#### AVAILABLE DATA
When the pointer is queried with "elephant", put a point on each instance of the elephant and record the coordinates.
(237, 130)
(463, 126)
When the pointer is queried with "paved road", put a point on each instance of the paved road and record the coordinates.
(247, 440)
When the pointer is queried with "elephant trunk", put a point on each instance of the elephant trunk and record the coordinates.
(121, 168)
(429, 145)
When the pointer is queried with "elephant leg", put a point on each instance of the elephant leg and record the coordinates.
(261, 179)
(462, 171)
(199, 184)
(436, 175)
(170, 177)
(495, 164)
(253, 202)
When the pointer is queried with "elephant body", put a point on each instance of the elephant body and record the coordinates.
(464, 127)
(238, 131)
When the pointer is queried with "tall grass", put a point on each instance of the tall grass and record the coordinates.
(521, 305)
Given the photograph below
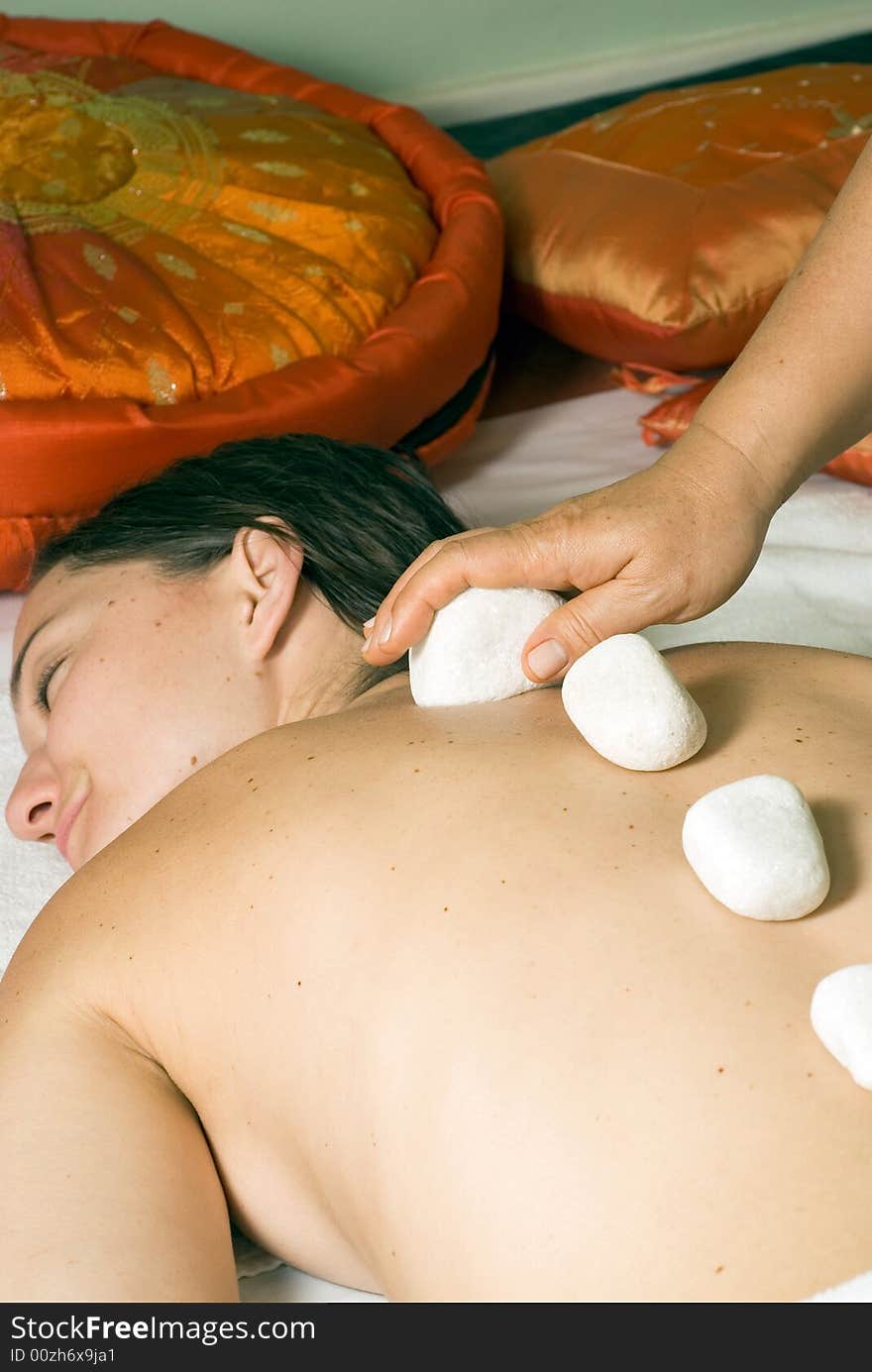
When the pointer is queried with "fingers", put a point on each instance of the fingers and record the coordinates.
(598, 613)
(490, 558)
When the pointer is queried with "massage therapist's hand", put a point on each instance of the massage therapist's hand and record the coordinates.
(662, 546)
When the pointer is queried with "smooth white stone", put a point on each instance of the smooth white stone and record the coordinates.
(473, 649)
(757, 850)
(626, 702)
(842, 1018)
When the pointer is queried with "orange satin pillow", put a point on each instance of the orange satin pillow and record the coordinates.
(662, 229)
(198, 246)
(668, 421)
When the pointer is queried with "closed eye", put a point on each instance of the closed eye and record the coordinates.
(42, 687)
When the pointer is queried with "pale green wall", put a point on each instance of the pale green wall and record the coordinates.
(397, 47)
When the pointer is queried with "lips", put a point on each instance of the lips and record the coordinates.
(64, 823)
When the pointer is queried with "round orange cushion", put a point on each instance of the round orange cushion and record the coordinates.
(199, 246)
(662, 229)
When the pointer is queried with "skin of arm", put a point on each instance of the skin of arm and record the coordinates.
(800, 392)
(118, 1150)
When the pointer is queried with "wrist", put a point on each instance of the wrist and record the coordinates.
(736, 475)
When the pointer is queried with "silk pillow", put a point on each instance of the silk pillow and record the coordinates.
(661, 231)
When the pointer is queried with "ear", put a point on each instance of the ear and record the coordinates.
(266, 571)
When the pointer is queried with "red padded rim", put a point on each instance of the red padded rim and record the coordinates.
(62, 457)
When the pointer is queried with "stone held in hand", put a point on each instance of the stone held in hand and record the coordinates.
(755, 847)
(473, 649)
(842, 1018)
(628, 704)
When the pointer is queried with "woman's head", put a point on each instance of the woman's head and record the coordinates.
(196, 609)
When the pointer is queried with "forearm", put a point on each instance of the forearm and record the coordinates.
(801, 390)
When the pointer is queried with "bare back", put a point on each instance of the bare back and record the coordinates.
(460, 1022)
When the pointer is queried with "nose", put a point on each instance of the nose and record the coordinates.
(32, 808)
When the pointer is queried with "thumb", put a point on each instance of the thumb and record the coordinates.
########
**WHAT YOU SHOULD DO**
Retype exactly the lines from the one containing "nose and record the coordinates." through the end of the data. Add nothing.

**THE COMPLETED TASK**
When the pointer is queried with "nose", put a point on each instance of the nose and record the coordinates.
(32, 808)
When the pointer is queried with "thumb", put a point on each instance of the thumb and record the coordinates.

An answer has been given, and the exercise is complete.